### ARTICLE

Compute the negative log likelihood.

Parameters:

hyp (np.ndarray) – Hyperparameter vector.
X (np.ndarray) – Covariates.
y (np.ndarray) – Responses.
var_X (np.ndarray) – Variance of covariates.

Returns:

Negative log likelihood.

Return type:

float

model_specific_evaluation(path: str) → None#: Save model-specific evaluation metrics.

parse_hyps(hyp: pcntoolkit.math_functions.warp.np.ndarray, Phi: pcntoolkit.math_functions.warp.np.ndarray, Phi_var: pcntoolkit.math_functions.warp.Optional[pcntoolkit.math_functions.warp.np.ndarray] = None) → tuple[pcntoolkit.math_functions.warp.np.ndarray, pcntoolkit.math_functions.warp.np.ndarray, pcntoolkit.math_functions.warp.np.ndarray]#

Parse hyperparameters into model parameters.

Parameters:

hyp (np.ndarray) – Hyperparameter vector.
Phi (np.ndarray) – Covariates.
Phi_var (np.ndarray (Optional)) – Variance of covariates.

Returns:

Parsed alpha, beta and gamma parameters.

Return type:

tuple[np.ndarray, np.ndarray, np.ndarray]

penalized_loglik(hyp: pcntoolkit.math_functions.warp.np.ndarray, X: pcntoolkit.math_functions.warp.np.ndarray, y: pcntoolkit.math_functions.warp.np.ndarray, var_X: pcntoolkit.math_functions.warp.Optional[pcntoolkit.math_functions.warp.np.ndarray] = None, regularizer_strength: float = 0.1, norm: Literal['L1', 'L2'] = 'L1') → float#

Compute the penalized log likelihood with L1 or L2 regularization.

######
### DATA EXCERPTS

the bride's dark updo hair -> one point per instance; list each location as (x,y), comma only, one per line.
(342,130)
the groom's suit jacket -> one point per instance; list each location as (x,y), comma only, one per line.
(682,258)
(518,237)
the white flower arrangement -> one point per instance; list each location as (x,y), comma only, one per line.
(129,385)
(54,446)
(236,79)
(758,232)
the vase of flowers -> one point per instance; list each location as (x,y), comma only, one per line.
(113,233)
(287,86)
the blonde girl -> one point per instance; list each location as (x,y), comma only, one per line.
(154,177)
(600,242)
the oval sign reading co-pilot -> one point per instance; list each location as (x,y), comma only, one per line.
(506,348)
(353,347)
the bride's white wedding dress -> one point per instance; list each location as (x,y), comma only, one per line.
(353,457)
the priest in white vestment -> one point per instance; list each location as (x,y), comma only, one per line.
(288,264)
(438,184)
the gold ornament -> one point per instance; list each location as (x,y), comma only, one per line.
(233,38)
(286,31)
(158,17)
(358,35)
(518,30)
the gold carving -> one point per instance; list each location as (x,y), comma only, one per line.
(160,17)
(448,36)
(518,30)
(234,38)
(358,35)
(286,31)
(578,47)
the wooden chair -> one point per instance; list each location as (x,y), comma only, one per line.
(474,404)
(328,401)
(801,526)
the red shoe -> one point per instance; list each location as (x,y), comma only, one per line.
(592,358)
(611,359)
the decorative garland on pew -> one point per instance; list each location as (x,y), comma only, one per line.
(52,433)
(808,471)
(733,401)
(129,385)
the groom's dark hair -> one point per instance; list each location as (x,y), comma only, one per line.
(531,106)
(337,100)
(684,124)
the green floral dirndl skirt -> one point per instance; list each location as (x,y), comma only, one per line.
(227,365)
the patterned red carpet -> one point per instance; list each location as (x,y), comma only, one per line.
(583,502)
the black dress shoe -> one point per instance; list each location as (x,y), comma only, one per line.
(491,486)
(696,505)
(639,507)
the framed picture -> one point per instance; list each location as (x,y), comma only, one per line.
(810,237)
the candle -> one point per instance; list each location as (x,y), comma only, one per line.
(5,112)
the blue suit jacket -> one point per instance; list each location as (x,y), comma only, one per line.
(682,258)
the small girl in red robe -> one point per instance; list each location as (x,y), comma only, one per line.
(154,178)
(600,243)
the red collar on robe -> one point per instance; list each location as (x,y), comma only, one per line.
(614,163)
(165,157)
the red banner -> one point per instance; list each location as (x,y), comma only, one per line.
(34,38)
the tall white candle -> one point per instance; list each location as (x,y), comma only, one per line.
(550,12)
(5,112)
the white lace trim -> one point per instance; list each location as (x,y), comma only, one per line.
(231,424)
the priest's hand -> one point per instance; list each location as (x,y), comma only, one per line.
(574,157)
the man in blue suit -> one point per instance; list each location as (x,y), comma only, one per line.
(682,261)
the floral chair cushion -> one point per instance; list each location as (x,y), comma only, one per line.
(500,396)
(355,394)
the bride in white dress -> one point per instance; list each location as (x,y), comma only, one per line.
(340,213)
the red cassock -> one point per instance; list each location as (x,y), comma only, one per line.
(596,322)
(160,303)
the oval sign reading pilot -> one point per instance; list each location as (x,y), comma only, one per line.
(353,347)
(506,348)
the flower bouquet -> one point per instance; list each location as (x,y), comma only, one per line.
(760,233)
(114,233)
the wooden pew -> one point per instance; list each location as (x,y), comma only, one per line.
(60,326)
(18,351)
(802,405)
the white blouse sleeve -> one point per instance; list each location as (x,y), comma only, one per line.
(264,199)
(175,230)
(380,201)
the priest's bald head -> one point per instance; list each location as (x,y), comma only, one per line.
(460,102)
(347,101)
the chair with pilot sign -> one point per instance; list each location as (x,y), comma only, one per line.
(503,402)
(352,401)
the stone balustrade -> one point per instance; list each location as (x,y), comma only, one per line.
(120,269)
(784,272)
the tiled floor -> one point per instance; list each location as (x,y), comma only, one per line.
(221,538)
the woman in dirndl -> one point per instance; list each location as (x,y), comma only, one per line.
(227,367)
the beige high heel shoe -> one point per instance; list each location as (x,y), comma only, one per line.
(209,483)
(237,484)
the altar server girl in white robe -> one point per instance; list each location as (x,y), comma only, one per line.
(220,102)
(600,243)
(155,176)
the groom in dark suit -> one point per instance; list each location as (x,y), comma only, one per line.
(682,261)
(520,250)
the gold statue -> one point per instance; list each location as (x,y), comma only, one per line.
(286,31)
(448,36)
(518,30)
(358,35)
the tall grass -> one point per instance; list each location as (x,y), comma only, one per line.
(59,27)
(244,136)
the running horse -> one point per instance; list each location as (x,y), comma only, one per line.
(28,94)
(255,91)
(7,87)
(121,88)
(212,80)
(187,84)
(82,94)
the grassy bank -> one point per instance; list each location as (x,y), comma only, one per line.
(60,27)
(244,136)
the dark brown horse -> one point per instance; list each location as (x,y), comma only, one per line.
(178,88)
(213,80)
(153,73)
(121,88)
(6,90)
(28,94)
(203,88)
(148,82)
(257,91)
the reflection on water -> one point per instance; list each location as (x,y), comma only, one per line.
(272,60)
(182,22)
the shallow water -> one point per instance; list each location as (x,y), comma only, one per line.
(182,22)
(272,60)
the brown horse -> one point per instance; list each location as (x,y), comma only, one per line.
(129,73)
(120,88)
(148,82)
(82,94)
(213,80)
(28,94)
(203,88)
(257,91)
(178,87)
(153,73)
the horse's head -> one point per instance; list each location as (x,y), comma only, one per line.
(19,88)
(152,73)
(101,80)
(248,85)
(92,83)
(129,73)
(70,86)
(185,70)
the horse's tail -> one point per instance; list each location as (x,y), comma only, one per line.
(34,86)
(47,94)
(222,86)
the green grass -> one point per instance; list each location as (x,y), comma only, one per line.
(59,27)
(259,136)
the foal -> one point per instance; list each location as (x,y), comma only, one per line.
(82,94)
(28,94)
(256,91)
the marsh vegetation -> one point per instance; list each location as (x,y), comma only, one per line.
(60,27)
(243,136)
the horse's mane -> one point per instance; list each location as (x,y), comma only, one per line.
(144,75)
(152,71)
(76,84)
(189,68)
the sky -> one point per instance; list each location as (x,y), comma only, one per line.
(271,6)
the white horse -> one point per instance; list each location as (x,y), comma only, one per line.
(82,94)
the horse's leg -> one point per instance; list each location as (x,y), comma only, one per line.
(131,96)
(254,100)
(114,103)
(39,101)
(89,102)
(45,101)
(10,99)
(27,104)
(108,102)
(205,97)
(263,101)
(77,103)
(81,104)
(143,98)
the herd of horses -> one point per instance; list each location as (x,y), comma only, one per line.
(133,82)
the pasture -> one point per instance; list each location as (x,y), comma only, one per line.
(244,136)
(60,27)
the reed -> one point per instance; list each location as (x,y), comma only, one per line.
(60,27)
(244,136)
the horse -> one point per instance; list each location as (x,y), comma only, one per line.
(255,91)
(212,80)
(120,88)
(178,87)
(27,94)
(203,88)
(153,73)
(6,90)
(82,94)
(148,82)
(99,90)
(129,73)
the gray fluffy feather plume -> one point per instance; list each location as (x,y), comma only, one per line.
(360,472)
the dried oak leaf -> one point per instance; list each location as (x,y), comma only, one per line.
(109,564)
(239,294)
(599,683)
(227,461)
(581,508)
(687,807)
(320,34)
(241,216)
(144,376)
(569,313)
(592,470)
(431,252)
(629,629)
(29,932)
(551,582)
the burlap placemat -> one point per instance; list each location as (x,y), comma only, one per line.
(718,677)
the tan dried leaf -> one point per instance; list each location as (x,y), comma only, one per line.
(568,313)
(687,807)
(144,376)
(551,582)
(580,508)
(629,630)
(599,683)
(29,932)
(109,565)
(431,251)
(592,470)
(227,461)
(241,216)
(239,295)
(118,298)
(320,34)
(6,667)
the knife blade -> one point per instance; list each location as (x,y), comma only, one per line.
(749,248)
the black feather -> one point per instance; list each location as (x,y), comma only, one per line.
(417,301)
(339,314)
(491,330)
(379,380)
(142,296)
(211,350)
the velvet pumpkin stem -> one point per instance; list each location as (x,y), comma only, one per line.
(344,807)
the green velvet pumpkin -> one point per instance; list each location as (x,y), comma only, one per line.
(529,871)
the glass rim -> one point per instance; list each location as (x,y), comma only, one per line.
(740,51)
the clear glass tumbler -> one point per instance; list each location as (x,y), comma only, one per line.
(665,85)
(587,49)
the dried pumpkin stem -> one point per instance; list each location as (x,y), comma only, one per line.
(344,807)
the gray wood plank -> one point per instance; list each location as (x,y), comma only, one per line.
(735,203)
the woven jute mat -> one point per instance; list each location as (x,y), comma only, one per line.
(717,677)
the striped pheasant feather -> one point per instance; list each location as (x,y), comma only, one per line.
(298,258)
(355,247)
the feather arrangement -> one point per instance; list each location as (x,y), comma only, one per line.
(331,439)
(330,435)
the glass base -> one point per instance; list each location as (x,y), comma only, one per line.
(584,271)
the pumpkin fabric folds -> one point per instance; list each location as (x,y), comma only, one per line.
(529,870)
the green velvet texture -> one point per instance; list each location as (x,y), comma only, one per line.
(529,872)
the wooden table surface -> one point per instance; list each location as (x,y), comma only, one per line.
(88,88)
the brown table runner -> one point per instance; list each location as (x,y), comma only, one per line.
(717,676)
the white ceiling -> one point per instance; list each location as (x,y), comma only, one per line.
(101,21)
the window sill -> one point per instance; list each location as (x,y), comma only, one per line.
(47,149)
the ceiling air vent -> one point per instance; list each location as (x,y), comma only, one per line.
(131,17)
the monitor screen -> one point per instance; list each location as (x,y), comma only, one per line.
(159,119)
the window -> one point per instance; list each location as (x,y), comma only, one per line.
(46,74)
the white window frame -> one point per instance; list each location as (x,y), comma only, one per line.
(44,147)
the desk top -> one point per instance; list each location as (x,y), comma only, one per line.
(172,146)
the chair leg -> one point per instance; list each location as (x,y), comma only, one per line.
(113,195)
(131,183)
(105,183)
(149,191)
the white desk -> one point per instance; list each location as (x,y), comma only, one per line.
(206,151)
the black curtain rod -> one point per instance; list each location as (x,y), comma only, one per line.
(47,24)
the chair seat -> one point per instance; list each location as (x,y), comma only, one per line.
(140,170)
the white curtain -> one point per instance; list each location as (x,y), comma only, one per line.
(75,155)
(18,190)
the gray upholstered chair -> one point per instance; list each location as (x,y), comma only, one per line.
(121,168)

######

WHAT IS ASKED:
[a] List the parameter names that appear in the signature of penalized_loglik in the documentation.
[b] Reproduce the passage of the documentation starting at "model_specific_evaluation(path: str) →" and ending at "Phi (np.ndarray) – Covariates.".

RESULTS OF THE TASKS:
[a] hyp, X, y, var_X, regularizer_strength, norm

[b]
model_specific_evaluation(path: str) → None#: Save model-specific evaluation metrics.

parse_hyps(hyp: pcntoolkit.math_functions.warp.np.ndarray, Phi: pcntoolkit.math_functions.warp.np.ndarray, Phi_var: pcntoolkit.math_functions.warp.Optional[pcntoolkit.math_functions.warp.np.ndarray] = None) → tuple[pcntoolkit.math_functions.warp.np.ndarray, pcntoolkit.math_functions.warp.np.ndarray, pcntoolkit.math_functions.warp.np.ndarray]#

Parse hyperparameters into model parameters.

Parameters:

hyp (np.ndarray) – Hyperparameter vector.
Phi (np.ndarray) – Covariates.